[Passage shown]
Cantaloupe • Plant near corn
Carrots • Plant near chives, leeks, sage, cabbage, rosemary, peas, early potatoes, radishes, lettuce, wormwood, and salsify.
• Leeks, wormwood, and onions can deter carrot flies.
Chives • Plant near grapes, peas, apples, tomatoes, berries, roses, and carrots.
• Chives deter aphids and Japanese beetles and help their companion crops thrive.
Corn • Plant near early potatoes, melons, squash, pumpkins, green beans, cucumbers, and peas.
• Soybeans will help prevent chinch bugs.
Cucumbers • Plant with radishes, early potatoes, corn, sunflowers, green beans, cabbage.
• Never plant with late potatoes.
• Radishes will ward of various types of beetles that attack cucumbers.
Dill • Plant with onions, broccoli, lettuce cucumbers, Brussels sprouts, and cabbage.
• Never plant near carrots.
• Dill will bolster the growth of cabbage plants and may improve flavor.
Eggplant • Plant near potatoes, tomatoes, peppers, and green beans.
Garlic • Plant near fruit trees, cane fruits, cabbage, tomatoes, and roses.
• Never plant with peas or green beans.
• Garlic will deter Japanese beetle and aphids. They also help prevent blight in late potatoes.
Kale • Plant near buckwheat, marigolds, cabbage, nasturtiums, and aromatic herbs.
• Never plant with pole beans or strawberries.
Lettuce • Plant with strawberries, beets, carrots, radishes, and parsnips.
• Never plant with cabbage.
Mustard • Plant amid fruit trees, legumes, alfalfa cover crops, and grapes.
Onions • Plant with carrots, beets, chamomile, cabbage, parsnips, and lettuce.
• Never plant with green beans or peas.
• Onions deter maggots and a myriad a of potentially harmful insects.
Oregano • Plant as a garden border to repel destructive insects. Oregano is safe to plant near any standard garden crop or fruit producing tree or bush.
Parsley • Plant with tomatoes, corn, and roses.
Parsnips • Plant near onions, wormwood, and radishes.
• Onion and wormwood plants will deter root maggots from feasting upon the parsnip crop.
Peas • Plant near corn, carrots, early potatoes, green beans, turnips, cucumbers, and radishes.
• Never plant with onions, shallots, garlic, or leeks.

[Material provided]

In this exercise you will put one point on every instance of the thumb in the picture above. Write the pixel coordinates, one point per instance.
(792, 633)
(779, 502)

[What to work on] Could you pick up the companion planting guide after "Never plant with onions, shallots, garlic, or leeks." and carry it on in the same style?

[Expected output]
Peppers • Plant next to carrots, onions, tomatoes, basil, eggplant, parsley, and eggplant.
• Never plant near fennel or kohlrabi.
Potatoes • Plant near cabbage, flax, peas, hemp, marigoldsm, squash, basil, eggplant, green and other bean varieties.
• Never plant near apple trees, walnut trees, raspberry bushes, cucumbers, pumpkins, birch trees, cherry trees, tomatoes, or sunflowers.
• Basil will ward off potatoes beetles.
Radishes • Plant near peas, lettuce, chervil, peas, melons, cucumbers, nasturtiums, and root crops.
• Never pant near hyssop.
Rosemary • Plant next to any type of bean crop, carrots, and cabbage.
• Rosemary can help thwart carrot flies, cabbage moths, and bean beetles.
Sage • Plant sage next to carrots, cabbage, and tomatoes.
• Never plant sage near cucumbers.
• Sage can thwart carrot flies, cabbage moths, and help the tomatoes grow.
Soybeans • Plant next to corn and potatoes.
• Soybeans can kill weeds and enrich the nutrient content of the soil.
Spinach • Plant with or near cauliflower, eggplant, celery, and strawberries
Strawberries • Plant near borage, spinach, pyrethrum, bush beans, and lettuce.
Sunflowers • Plant sunflowers with or near cucumbers.
• Never plant with any type of potato variety.
• Sunflowers offer shade for plants and can serve as a trellis for growing plants.
Swiss Chard • Plant with kohlrabi, onions, and bush beans.
• Never plant with pole beans.
Tarragon • Plants near or in with any standard garden vegetables.
• Tarragon can bolster plant growth and enhance flavor of companion plants.
Thyme • Plant near any standard garden vegetables.
• Thyme deters cabbage moths.
Tomatoes • Plant next to onions, basil, carrots, asparagus, mustard, cabbage, mustard, rosemary, stinging nettles, gooseberries, sage, and parsley.
• Never plant with walnut trees, fennel, kohlrabi, or early potatoes.
Rutabagas and Turnips • Plant near or with peas.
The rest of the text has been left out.